*** PROVIDED RECORDS
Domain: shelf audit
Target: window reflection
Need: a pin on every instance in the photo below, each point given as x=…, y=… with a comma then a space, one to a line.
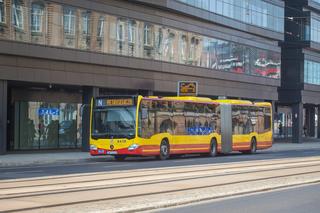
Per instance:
x=255, y=12
x=69, y=19
x=2, y=12
x=17, y=11
x=311, y=72
x=41, y=125
x=90, y=30
x=36, y=17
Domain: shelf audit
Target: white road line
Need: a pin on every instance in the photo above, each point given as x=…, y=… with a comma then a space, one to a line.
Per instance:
x=23, y=172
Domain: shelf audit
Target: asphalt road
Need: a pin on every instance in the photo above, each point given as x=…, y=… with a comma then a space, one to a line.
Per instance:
x=108, y=164
x=294, y=200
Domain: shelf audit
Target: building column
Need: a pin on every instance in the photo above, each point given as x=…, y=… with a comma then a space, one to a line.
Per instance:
x=318, y=127
x=297, y=124
x=88, y=94
x=310, y=120
x=3, y=116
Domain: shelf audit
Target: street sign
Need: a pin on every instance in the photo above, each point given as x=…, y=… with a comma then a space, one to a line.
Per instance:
x=187, y=88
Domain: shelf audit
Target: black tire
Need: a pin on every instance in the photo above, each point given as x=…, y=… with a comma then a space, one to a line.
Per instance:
x=164, y=150
x=213, y=148
x=120, y=157
x=253, y=147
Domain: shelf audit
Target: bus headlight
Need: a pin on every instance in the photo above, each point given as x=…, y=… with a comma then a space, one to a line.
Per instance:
x=93, y=147
x=133, y=147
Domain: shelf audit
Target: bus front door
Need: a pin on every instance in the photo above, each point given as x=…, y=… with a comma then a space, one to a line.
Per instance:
x=226, y=128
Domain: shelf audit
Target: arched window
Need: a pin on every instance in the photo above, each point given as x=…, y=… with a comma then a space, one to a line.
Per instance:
x=86, y=23
x=69, y=21
x=37, y=17
x=147, y=35
x=121, y=30
x=132, y=31
x=100, y=30
x=17, y=14
x=2, y=12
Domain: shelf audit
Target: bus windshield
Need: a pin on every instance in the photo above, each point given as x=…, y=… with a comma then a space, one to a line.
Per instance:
x=114, y=122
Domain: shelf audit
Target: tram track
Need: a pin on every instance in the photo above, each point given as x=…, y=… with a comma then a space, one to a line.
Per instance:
x=161, y=178
x=154, y=172
x=206, y=186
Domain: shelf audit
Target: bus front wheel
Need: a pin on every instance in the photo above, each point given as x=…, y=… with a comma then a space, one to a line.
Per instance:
x=164, y=150
x=120, y=157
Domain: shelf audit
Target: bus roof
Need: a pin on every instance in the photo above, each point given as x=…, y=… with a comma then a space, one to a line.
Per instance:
x=234, y=101
x=184, y=98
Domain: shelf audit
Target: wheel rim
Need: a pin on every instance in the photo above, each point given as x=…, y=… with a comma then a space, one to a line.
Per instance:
x=254, y=146
x=164, y=150
x=213, y=148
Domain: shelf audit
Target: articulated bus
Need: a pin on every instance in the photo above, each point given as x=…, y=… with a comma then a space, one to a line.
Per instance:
x=164, y=126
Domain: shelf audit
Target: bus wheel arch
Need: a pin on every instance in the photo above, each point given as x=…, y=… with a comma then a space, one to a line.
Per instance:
x=253, y=145
x=164, y=149
x=213, y=147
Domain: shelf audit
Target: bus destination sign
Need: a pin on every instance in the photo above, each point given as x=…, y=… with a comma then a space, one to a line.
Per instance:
x=187, y=88
x=120, y=102
x=102, y=102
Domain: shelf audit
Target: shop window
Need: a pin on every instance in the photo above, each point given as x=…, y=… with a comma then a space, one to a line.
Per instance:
x=69, y=21
x=37, y=17
x=100, y=30
x=2, y=12
x=17, y=14
x=41, y=125
x=159, y=40
x=183, y=48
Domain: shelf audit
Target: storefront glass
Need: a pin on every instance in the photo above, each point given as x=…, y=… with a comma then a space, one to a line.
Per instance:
x=41, y=125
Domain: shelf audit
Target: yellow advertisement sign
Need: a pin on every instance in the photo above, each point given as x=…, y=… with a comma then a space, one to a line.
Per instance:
x=120, y=102
x=187, y=88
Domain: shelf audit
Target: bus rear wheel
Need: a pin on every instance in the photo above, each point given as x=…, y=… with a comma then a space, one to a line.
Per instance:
x=120, y=157
x=253, y=147
x=164, y=150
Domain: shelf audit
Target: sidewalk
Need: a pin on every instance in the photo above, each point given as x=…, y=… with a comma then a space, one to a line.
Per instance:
x=29, y=159
x=63, y=157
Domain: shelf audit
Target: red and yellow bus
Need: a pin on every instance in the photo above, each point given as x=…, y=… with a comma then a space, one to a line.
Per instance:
x=162, y=126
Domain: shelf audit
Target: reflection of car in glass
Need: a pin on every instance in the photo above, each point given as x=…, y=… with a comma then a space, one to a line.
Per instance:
x=188, y=88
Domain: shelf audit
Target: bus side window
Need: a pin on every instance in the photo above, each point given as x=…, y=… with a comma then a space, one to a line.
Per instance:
x=260, y=120
x=211, y=115
x=253, y=118
x=164, y=123
x=236, y=128
x=267, y=119
x=179, y=119
x=147, y=115
x=190, y=115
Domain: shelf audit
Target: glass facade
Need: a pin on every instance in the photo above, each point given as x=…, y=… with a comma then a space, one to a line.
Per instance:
x=255, y=12
x=41, y=125
x=315, y=30
x=69, y=27
x=2, y=12
x=311, y=72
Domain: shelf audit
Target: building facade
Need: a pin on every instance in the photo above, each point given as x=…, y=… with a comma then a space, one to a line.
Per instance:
x=300, y=86
x=56, y=55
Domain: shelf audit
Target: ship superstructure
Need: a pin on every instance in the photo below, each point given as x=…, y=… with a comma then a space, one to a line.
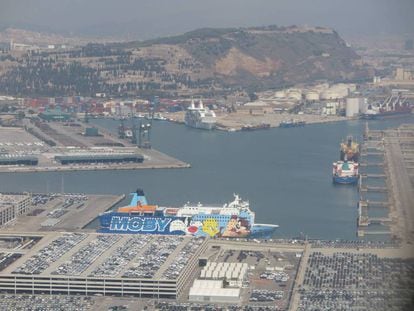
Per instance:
x=345, y=172
x=349, y=150
x=200, y=117
x=234, y=219
x=395, y=104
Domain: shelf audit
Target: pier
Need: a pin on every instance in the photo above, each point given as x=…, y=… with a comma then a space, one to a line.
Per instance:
x=396, y=149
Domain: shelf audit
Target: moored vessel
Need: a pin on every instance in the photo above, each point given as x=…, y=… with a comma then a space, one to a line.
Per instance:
x=232, y=220
x=345, y=172
x=200, y=117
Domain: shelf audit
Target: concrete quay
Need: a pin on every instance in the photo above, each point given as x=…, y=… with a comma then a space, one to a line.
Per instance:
x=69, y=140
x=397, y=161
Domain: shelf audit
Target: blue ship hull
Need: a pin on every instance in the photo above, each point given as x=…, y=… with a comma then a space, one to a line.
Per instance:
x=114, y=222
x=214, y=224
x=345, y=180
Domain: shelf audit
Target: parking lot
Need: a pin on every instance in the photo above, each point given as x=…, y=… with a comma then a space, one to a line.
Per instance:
x=357, y=281
x=107, y=255
x=57, y=211
x=45, y=303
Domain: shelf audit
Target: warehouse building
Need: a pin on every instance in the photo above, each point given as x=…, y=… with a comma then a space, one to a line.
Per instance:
x=12, y=206
x=213, y=291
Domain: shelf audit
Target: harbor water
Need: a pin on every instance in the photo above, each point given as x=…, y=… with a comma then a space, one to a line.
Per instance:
x=284, y=173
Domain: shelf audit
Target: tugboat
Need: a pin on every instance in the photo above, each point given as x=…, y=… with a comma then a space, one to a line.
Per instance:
x=345, y=172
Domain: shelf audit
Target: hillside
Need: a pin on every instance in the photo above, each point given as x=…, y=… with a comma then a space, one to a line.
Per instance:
x=200, y=61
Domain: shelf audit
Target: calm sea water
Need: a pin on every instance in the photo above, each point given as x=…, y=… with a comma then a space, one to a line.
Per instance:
x=284, y=173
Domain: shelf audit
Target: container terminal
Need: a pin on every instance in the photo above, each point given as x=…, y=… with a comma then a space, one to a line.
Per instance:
x=71, y=146
x=387, y=182
x=162, y=272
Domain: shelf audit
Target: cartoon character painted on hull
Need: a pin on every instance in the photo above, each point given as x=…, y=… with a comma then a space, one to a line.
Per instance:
x=237, y=227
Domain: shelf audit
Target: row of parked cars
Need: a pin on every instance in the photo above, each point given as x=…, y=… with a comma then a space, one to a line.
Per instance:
x=122, y=256
x=51, y=253
x=154, y=256
x=83, y=258
x=45, y=302
x=180, y=261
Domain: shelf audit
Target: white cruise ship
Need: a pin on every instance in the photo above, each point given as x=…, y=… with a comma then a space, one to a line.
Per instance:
x=200, y=117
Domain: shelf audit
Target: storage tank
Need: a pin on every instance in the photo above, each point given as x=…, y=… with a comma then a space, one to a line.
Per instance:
x=294, y=94
x=329, y=94
x=312, y=95
x=352, y=106
x=363, y=105
x=280, y=94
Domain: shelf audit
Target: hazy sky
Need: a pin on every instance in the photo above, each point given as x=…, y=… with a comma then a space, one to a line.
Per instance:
x=148, y=18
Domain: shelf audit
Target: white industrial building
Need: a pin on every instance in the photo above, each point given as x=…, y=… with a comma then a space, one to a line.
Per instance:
x=12, y=206
x=355, y=105
x=213, y=291
x=219, y=282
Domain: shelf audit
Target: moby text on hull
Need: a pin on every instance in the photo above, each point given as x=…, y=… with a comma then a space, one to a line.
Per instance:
x=234, y=219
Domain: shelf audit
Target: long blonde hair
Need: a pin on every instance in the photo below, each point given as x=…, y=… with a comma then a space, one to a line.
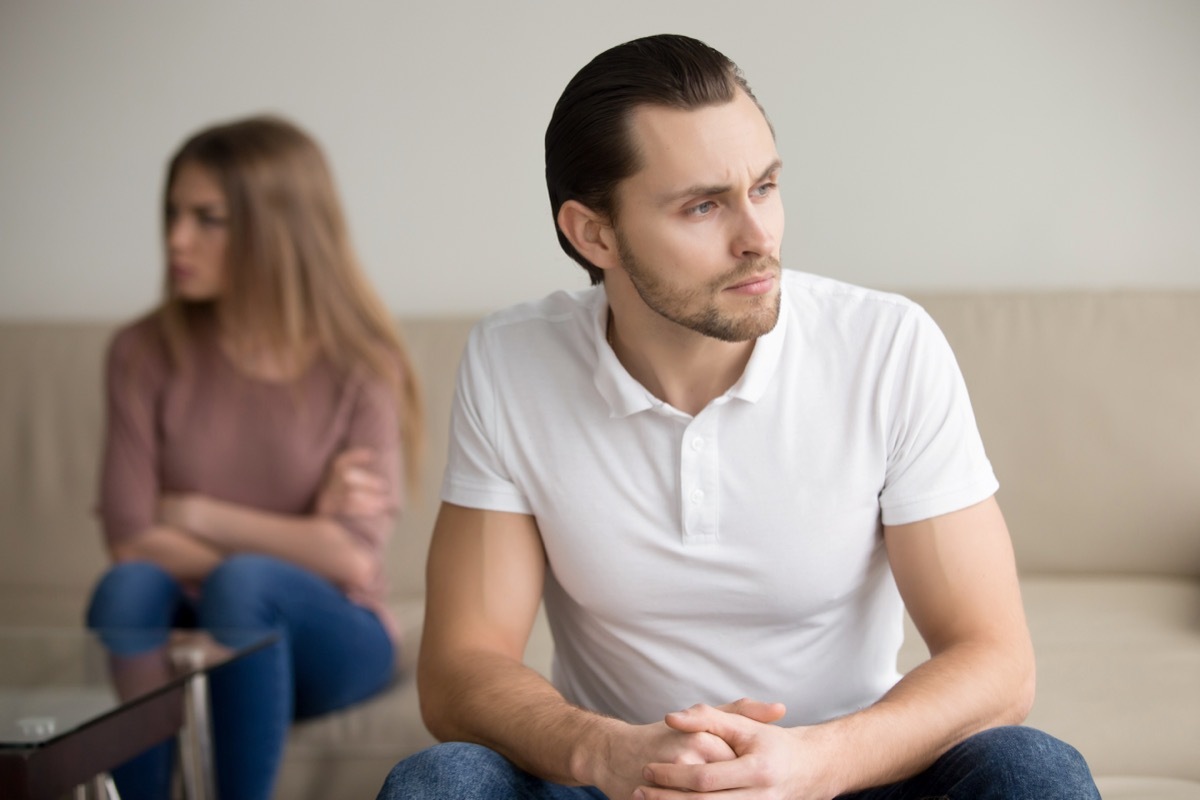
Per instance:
x=292, y=276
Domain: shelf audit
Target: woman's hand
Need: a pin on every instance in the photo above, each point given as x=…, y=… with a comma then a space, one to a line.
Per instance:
x=181, y=511
x=353, y=487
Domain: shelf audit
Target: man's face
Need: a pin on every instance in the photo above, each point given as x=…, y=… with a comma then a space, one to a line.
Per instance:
x=700, y=227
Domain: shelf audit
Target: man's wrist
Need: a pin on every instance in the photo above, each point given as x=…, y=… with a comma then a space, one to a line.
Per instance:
x=591, y=752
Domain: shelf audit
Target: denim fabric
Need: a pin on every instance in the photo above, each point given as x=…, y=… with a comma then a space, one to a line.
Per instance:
x=331, y=653
x=999, y=764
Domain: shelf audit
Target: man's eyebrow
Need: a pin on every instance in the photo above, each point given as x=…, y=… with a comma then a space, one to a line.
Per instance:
x=701, y=190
******
## EXERCISE DETAILS
Where the line holding "Target: asphalt road" appears in the listing above, start reproducing exactly, and end with the line holding "Target: building column".

## EXERCISE ANSWER
Target: asphalt road
Need: a pin on every instance in the photo above, each point given as x=…, y=… with a comma then a space, one to a line.
Per instance:
x=108, y=164
x=294, y=200
Domain: shelf audit
Target: building column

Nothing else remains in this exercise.